**EXERCISE:** From the rows below, pull out every line that contains the string "panel", matching case exactly. Copy each matching line in full.

[start EXTRACTED INFORMATION]

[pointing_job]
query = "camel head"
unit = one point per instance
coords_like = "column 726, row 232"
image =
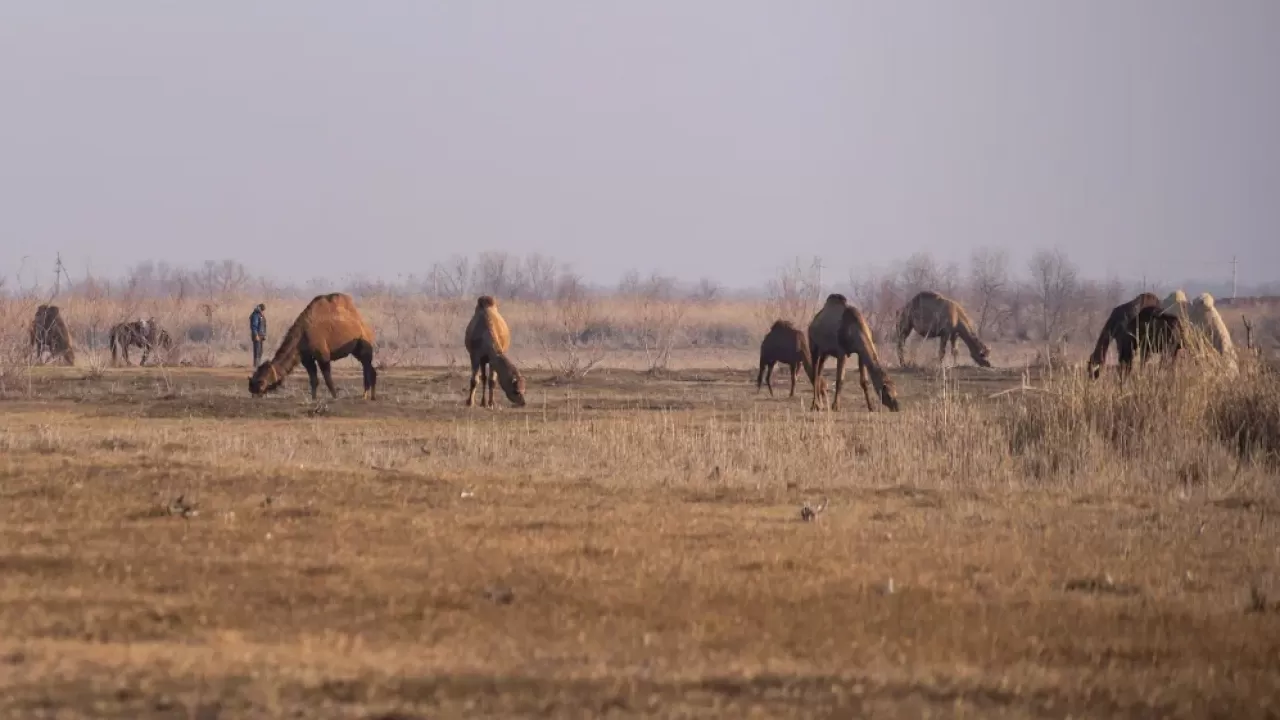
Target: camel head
column 888, row 395
column 513, row 386
column 1095, row 369
column 981, row 354
column 264, row 379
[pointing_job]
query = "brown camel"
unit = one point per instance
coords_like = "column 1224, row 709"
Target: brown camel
column 329, row 328
column 138, row 333
column 1116, row 326
column 839, row 331
column 935, row 315
column 784, row 343
column 1205, row 332
column 49, row 332
column 487, row 341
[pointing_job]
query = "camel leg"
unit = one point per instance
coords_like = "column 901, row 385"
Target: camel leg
column 492, row 379
column 475, row 377
column 328, row 379
column 818, row 361
column 310, row 364
column 1125, row 356
column 370, row 373
column 840, row 379
column 867, row 384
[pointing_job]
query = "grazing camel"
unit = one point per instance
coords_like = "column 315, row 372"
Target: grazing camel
column 784, row 343
column 329, row 328
column 839, row 331
column 935, row 315
column 1118, row 324
column 487, row 341
column 1151, row 332
column 49, row 332
column 138, row 333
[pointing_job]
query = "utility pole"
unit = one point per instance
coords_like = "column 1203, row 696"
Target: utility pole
column 59, row 270
column 817, row 267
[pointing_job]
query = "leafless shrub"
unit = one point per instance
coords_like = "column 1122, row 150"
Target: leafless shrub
column 791, row 295
column 658, row 313
column 563, row 328
column 988, row 279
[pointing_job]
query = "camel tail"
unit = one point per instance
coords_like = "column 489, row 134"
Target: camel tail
column 807, row 360
column 967, row 332
column 904, row 331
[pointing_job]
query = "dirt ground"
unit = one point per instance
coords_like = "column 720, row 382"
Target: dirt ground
column 622, row 546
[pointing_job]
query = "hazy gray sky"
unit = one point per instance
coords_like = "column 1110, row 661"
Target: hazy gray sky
column 716, row 137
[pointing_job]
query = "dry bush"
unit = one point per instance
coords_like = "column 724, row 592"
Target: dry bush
column 563, row 329
column 1185, row 420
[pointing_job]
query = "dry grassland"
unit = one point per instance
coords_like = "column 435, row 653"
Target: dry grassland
column 632, row 546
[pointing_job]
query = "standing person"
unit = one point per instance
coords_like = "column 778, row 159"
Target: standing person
column 257, row 332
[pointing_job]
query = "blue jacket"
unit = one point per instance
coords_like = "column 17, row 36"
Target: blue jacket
column 257, row 323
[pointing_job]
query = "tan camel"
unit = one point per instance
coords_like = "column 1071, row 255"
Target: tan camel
column 1203, row 327
column 839, row 331
column 935, row 315
column 138, row 333
column 329, row 328
column 488, row 341
column 784, row 343
column 49, row 332
column 1121, row 319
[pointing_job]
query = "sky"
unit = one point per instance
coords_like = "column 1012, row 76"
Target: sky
column 718, row 137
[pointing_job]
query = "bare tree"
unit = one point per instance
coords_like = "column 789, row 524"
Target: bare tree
column 1054, row 283
column 791, row 295
column 565, row 335
column 878, row 296
column 920, row 272
column 705, row 291
column 539, row 276
column 452, row 278
column 988, row 279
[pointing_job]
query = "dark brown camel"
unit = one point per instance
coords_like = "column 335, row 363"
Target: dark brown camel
column 1116, row 326
column 784, row 343
column 49, row 332
column 328, row 328
column 138, row 333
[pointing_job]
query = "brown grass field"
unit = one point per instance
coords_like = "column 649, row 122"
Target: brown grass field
column 632, row 546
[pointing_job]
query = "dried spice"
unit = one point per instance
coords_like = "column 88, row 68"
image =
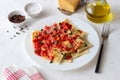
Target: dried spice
column 17, row 18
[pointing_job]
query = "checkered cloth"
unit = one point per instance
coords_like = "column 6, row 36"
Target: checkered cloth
column 14, row 73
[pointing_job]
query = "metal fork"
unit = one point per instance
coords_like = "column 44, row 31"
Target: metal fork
column 104, row 35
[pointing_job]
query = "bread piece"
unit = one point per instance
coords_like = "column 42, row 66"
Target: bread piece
column 69, row 5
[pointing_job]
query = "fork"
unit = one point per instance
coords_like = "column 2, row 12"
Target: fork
column 104, row 35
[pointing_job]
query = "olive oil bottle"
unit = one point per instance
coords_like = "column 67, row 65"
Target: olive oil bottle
column 98, row 11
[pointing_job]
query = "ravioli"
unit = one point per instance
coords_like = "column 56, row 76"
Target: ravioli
column 60, row 42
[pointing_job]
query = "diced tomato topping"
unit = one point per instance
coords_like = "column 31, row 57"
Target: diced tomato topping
column 52, row 37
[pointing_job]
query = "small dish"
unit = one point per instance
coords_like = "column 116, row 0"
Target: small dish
column 33, row 9
column 17, row 18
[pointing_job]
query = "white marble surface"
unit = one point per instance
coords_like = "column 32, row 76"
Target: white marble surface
column 13, row 51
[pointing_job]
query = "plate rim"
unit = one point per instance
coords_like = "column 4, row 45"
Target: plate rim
column 70, row 17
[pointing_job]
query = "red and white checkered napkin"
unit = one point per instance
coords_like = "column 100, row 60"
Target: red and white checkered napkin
column 14, row 73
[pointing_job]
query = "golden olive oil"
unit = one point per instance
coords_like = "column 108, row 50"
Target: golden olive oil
column 98, row 11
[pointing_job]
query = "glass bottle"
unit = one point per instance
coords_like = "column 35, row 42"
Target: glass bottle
column 98, row 11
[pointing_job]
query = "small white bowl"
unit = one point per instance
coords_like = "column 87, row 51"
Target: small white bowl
column 33, row 9
column 19, row 24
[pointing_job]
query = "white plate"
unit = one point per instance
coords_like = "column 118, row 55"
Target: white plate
column 78, row 62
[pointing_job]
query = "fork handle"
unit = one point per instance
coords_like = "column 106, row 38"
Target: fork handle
column 99, row 58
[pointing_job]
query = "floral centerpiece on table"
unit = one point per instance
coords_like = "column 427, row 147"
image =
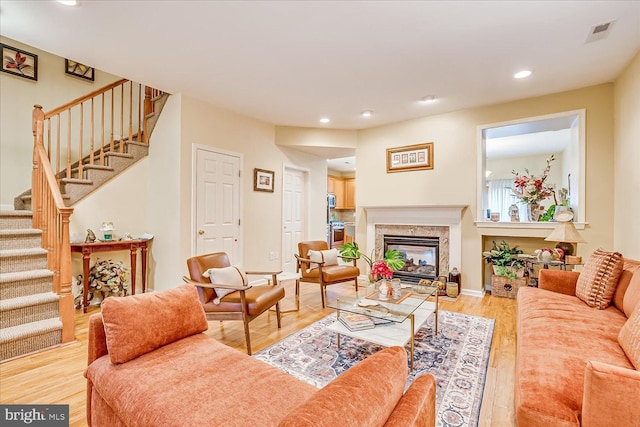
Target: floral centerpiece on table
column 378, row 269
column 533, row 189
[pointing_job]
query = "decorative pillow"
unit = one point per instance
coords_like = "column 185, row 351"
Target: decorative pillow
column 329, row 257
column 629, row 337
column 599, row 277
column 227, row 276
column 139, row 324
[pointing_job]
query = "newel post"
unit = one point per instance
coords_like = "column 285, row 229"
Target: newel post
column 64, row 289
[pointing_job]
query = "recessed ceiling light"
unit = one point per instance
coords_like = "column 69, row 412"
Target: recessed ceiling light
column 522, row 74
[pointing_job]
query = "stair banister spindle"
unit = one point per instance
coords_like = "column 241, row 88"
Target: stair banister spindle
column 130, row 111
column 92, row 133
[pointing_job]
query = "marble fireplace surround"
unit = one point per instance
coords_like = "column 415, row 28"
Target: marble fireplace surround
column 444, row 222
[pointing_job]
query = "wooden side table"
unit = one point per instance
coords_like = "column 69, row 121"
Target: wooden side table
column 86, row 249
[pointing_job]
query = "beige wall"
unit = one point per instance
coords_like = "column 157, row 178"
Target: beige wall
column 626, row 216
column 53, row 88
column 453, row 179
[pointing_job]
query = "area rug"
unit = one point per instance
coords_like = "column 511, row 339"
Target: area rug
column 457, row 357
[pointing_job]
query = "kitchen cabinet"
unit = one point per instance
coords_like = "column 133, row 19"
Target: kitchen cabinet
column 335, row 185
column 350, row 193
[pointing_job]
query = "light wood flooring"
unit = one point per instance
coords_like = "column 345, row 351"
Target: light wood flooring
column 55, row 376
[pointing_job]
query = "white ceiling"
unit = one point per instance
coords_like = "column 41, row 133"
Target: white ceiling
column 290, row 63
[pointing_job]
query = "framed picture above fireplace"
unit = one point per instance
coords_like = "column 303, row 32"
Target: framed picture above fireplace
column 410, row 158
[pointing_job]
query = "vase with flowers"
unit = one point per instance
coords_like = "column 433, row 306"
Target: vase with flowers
column 383, row 269
column 532, row 189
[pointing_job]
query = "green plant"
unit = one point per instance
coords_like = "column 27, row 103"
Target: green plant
column 393, row 257
column 503, row 255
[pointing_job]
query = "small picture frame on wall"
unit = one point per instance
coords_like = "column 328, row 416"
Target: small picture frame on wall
column 19, row 62
column 263, row 180
column 410, row 158
column 79, row 70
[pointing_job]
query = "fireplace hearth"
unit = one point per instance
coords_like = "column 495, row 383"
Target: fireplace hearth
column 421, row 254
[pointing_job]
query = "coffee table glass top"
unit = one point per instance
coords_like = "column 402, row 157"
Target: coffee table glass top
column 396, row 310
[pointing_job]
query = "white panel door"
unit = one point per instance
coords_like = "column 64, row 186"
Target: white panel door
column 217, row 204
column 294, row 216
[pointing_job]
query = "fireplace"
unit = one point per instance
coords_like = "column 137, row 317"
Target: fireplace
column 421, row 255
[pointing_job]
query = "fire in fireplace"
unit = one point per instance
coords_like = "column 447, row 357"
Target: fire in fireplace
column 421, row 255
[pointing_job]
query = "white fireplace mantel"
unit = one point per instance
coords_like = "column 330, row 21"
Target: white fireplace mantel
column 441, row 215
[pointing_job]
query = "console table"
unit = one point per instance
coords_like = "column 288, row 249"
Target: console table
column 86, row 249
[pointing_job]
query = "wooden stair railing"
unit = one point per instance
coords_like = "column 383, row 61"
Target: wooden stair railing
column 90, row 126
column 52, row 217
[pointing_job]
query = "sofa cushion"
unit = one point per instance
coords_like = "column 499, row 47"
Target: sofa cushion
column 557, row 335
column 197, row 381
column 227, row 276
column 138, row 324
column 630, row 270
column 629, row 337
column 378, row 381
column 599, row 278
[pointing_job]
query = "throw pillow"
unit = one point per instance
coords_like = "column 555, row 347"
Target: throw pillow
column 329, row 257
column 629, row 337
column 227, row 276
column 139, row 324
column 599, row 277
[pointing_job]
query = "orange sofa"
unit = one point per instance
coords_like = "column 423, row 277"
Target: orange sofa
column 570, row 367
column 150, row 365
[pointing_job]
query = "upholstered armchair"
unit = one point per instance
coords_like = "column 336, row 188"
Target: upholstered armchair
column 225, row 293
column 317, row 264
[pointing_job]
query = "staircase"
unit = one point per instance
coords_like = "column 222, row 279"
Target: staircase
column 113, row 125
column 29, row 316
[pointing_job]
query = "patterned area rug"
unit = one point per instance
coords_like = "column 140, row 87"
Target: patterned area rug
column 457, row 357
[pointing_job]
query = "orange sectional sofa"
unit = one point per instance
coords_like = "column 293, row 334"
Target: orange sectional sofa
column 570, row 367
column 150, row 365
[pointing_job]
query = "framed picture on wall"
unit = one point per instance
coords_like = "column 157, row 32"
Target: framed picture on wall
column 263, row 180
column 79, row 70
column 410, row 158
column 19, row 62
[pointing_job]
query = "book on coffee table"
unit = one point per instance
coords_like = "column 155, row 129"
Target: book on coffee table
column 356, row 322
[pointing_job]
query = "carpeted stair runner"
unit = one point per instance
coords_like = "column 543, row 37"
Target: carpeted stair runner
column 29, row 317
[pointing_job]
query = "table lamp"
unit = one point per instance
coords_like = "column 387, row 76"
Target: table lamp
column 565, row 234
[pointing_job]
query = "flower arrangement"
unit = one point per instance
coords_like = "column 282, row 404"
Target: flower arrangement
column 379, row 269
column 532, row 189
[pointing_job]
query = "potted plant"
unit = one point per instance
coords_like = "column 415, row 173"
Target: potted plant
column 393, row 259
column 504, row 260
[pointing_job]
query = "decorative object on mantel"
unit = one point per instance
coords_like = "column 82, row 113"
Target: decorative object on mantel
column 91, row 236
column 410, row 158
column 107, row 229
column 263, row 180
column 532, row 190
column 565, row 233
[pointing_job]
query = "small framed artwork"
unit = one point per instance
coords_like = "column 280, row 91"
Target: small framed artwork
column 263, row 180
column 79, row 70
column 19, row 63
column 410, row 158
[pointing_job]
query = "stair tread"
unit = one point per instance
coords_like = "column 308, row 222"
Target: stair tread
column 20, row 232
column 17, row 276
column 28, row 300
column 8, row 253
column 14, row 333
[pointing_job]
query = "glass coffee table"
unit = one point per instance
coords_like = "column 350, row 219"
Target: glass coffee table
column 396, row 320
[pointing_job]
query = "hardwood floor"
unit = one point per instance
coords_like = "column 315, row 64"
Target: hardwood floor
column 55, row 376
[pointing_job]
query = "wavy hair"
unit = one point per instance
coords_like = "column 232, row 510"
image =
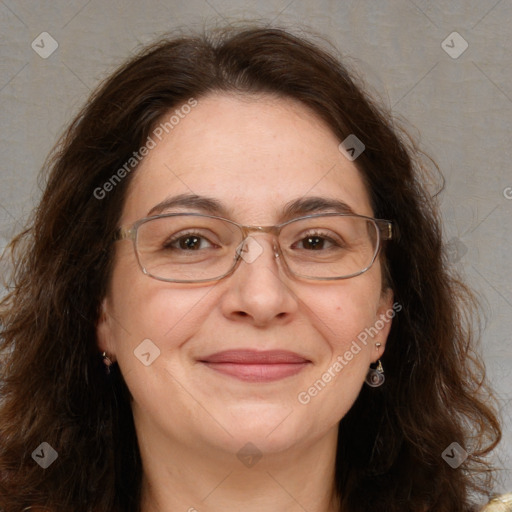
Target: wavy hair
column 53, row 386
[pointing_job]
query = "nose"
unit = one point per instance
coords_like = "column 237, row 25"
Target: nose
column 259, row 291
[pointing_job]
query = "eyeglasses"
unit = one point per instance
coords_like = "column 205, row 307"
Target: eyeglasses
column 194, row 248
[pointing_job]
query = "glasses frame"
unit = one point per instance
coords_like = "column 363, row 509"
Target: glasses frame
column 385, row 231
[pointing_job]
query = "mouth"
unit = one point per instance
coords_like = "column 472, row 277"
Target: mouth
column 255, row 366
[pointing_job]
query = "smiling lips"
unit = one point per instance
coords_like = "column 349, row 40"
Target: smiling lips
column 255, row 366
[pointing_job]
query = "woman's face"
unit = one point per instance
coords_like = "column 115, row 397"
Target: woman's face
column 253, row 155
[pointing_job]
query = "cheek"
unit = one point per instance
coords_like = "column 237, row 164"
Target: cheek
column 345, row 312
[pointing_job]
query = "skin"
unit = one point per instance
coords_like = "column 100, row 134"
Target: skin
column 254, row 154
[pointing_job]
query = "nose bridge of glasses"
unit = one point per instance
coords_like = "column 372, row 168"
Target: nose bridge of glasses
column 250, row 231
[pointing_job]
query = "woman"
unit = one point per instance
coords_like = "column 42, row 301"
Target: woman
column 233, row 296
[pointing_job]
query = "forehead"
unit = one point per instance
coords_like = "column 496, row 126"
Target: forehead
column 254, row 154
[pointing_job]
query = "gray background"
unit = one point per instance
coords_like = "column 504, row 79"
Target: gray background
column 460, row 107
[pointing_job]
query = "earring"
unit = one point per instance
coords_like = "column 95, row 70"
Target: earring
column 375, row 376
column 107, row 362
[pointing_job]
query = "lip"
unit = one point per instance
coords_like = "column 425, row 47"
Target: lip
column 256, row 366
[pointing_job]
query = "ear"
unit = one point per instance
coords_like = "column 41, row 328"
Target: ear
column 386, row 311
column 104, row 330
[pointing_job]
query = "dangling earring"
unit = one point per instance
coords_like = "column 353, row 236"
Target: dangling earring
column 107, row 362
column 375, row 376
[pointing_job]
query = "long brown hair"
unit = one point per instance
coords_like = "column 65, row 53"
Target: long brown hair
column 53, row 385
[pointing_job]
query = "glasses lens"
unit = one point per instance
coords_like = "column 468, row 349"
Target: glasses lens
column 187, row 247
column 326, row 247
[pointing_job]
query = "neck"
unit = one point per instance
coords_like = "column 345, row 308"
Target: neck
column 178, row 477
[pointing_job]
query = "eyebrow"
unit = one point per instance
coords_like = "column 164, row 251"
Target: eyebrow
column 302, row 206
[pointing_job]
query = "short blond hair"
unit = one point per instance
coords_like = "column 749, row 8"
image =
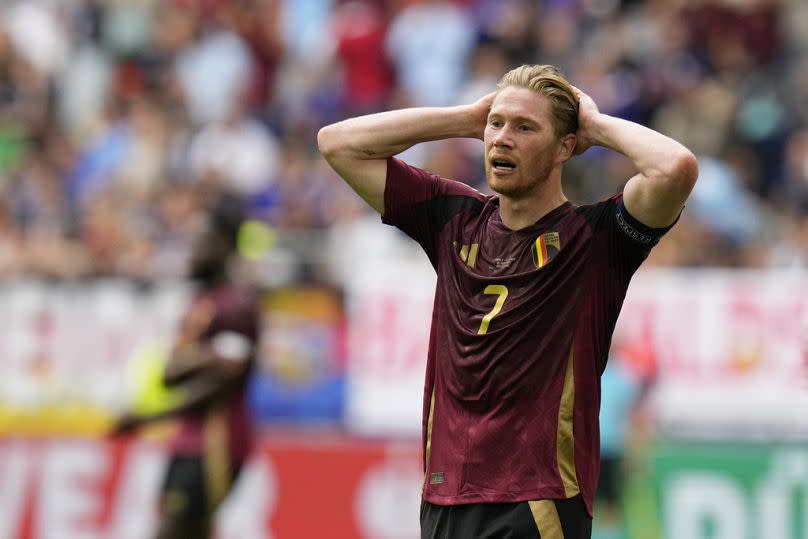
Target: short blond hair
column 547, row 81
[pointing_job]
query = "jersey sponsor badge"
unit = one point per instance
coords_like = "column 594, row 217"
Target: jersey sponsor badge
column 545, row 248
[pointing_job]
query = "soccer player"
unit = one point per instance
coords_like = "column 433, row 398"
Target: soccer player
column 529, row 287
column 212, row 357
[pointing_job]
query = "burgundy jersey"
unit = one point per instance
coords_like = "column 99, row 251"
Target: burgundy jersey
column 521, row 327
column 223, row 426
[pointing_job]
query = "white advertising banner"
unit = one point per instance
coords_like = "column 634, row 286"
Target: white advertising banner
column 72, row 343
column 389, row 307
column 730, row 350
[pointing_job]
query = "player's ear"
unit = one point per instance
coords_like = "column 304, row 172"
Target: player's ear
column 566, row 147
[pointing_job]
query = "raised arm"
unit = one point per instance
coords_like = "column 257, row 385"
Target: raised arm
column 358, row 148
column 667, row 170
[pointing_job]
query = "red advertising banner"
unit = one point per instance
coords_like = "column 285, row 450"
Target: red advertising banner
column 294, row 487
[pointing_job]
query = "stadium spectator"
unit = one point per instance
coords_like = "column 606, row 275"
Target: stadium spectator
column 108, row 98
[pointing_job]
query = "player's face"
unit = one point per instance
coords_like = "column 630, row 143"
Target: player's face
column 521, row 149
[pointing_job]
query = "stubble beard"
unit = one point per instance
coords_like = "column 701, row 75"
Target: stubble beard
column 520, row 189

[end EXTRACTED INFORMATION]

**IN RESPONSE:**
query = "white panel door"
Target: white panel door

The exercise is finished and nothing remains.